**Ihre Aufgabe**. Schreiben Sie den Abschnitt der Buchbesprechung von „Bitte geht sofort“ bis „vollem Herzen zustimmen!“ wortgetreu ab.

**Textauszug**.

Und dann die Geschichte! „Wie oft kann ein Mensch von vorn beginnen?“, fragt der Klappentext. Ja, das fragt man sich. Laurits muss ein paarmal von vorn beginnen. Ob er es beim letzten Mal schafft … Aber auch hier protzt die Geschichte nicht, sie übertreibt nicht, sie wird nie unplausibel. Ich bin hin und weg, das ist für mich der Roman des Jahres, ich werde gleich mal ein ganzes Paket bestellen, um es weiterzuverschenken.
Bitte geht sofort alle in die nächstbeste Buchhandlung und kauft es, und dann geht ihr hinterher wieder hin und erzählt den Buchhändlerinnen, wie toll es ist, damit das bitte ein Erfolg wird. Was für ein wundervolles, wundervolles, möchte fast sagen: perfektes Buch. Mit Musik und Schiffen.

Anne von Canal: Der Grund. mare, 269 Seiten, 20,00 €

13 Kommentare

  1. Lust zu Lesen Sonntag, 27. Juli 2014 um 21:21 Uhr [Link]

    Das freut mich ausserordentlich, noch eine so positive Rezension zu lesen. Mir hat das Buch auch auf Anhieb sehr gut gefallen und ich kann der Begeisterung dafür aus vollem Herzen zustimmen!

    Leselustige Grüße

    Sonja

  2. Uschi Montag, 28. Juli 2014 um 08:15 Uhr [Link]

    Ich bin überzeugt. Ich werde es heute noch kaufen. Danke!

  3. Curima Montag, 28. Juli 2014 um 15:24 Uhr [Link]

    Danke für die Empfehlung, das klingt wirklich nach einem tollen Buch. Aber hat es jetzt 260 oder 170 Seiten? *verwirrt*

  4. Birgit K. Donnerstag, 31. Juli 2014 um 06:54 Uhr [Link]

    Danke für den Tipp! Nächste Woche beginnt mein Urlaub und somit habe ich schon eine erste Urlaubslektüre!

**Vorliegende Daten**.
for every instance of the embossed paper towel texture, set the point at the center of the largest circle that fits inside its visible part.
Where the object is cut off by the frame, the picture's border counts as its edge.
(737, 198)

**Die Antwort**.
Bitte geht sofort alle in die nächstbeste Buchhandlung und kauft es, und dann geht ihr hinterher wieder hin und erzählt den Buchhändlerinnen, wie toll es ist, damit das bitte ein Erfolg wird. Was für ein wundervolles, wundervolles, möchte fast sagen: perfektes Buch. Mit Musik und Schiffen.

Anne von Canal: Der Grund. mare, 269 Seiten, 20,00 €

13 Kommentare

  1. Lust zu Lesen Sonntag, 27. Juli 2014 um 21:21 Uhr [Link]

    Das freut mich ausserordentlich, noch eine so positive Rezension zu lesen. Mir hat das Buch auch auf Anhieb sehr gut gefallen und ich kann der Begeisterung dafür aus vollem Herzen zustimmen!